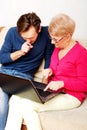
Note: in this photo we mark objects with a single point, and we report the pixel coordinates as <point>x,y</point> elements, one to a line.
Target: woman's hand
<point>54,85</point>
<point>26,47</point>
<point>46,74</point>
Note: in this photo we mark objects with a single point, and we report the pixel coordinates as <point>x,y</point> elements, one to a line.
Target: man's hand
<point>46,74</point>
<point>26,47</point>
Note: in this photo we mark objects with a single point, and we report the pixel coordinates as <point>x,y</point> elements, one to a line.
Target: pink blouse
<point>72,69</point>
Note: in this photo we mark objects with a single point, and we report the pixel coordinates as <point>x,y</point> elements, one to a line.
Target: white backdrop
<point>10,11</point>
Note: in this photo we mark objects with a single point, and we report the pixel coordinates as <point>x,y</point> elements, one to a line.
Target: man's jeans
<point>4,98</point>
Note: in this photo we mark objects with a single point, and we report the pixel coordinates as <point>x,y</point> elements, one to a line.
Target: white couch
<point>75,119</point>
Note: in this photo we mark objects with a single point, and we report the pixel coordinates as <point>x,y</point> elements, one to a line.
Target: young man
<point>24,48</point>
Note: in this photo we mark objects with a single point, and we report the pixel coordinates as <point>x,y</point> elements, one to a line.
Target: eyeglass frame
<point>56,40</point>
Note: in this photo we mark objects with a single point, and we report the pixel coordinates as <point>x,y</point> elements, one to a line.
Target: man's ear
<point>39,29</point>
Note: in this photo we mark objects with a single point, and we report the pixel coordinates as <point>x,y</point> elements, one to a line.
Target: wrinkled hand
<point>26,47</point>
<point>54,85</point>
<point>46,74</point>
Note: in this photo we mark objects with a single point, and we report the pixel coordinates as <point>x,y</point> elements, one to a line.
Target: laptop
<point>13,84</point>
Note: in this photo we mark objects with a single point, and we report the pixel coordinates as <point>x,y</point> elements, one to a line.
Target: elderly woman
<point>67,71</point>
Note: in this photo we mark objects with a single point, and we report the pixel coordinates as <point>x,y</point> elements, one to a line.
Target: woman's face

------------

- _Aim of the exercise_
Your reply should be the entries copied exactly, with all images omitted.

- _Solution to this exercise_
Note: in this photo we mark objects with a single point, and we report the pixel coordinates as <point>x,y</point> elements, one to a line.
Target: woman's hand
<point>54,85</point>
<point>26,47</point>
<point>46,74</point>
Note: in this photo we mark objects with a single point, and we report the pixel coordinates as <point>x,y</point> elements, one to a line.
Target: man's hand
<point>46,74</point>
<point>26,47</point>
Note: in this photo we mark objects with a single point, and we report the pixel coordinates as <point>x,y</point> elements, one to a line.
Target: pink blouse
<point>72,69</point>
Note: in this photo we mark objects with a single point, and we report the pixel coordinates as <point>x,y</point> elements, one to a line.
Target: white backdrop
<point>10,11</point>
Note: in this photo we mark objects with a single point, and we report the pixel coordinates as <point>x,y</point> elements, one to a line.
Target: man's jeans
<point>4,98</point>
Note: in this photo we mark objects with a single point, and we report the pixel coordinates as <point>x,y</point> elements, one to a line.
Target: white couch
<point>75,119</point>
Note: in this photo we mark objects with a single point, and we report the pixel coordinates as <point>x,y</point> elements, one to a line.
Target: young man
<point>24,48</point>
Note: in this photo we mark objects with a single point, and we report the pixel coordinates as <point>x,y</point> elements, one to a line.
Target: eyeglass frame
<point>56,40</point>
Note: in this photo we mark objects with a single point, and we report the pixel coordinates as <point>x,y</point> elements, one to a line.
Target: man's ear
<point>39,29</point>
Note: in this photo we mark objects with a single point, and we report the pixel coordinates as <point>x,y</point> elements, one to a line.
Target: wrinkled hand
<point>26,47</point>
<point>54,85</point>
<point>46,74</point>
Note: in this photo we mark objects with a single point, and we report the pixel coordinates as <point>x,y</point> elements, one to a line.
Target: laptop
<point>13,84</point>
Note: in this photo we mark objects with a single point, and we report the pixel coordinates as <point>x,y</point> elements, one to a line.
Target: elderly woman
<point>67,71</point>
Note: in this photo we mark objects with a single point, and we report the pixel coordinates as <point>x,y</point> elements, one to a line.
Target: woman's face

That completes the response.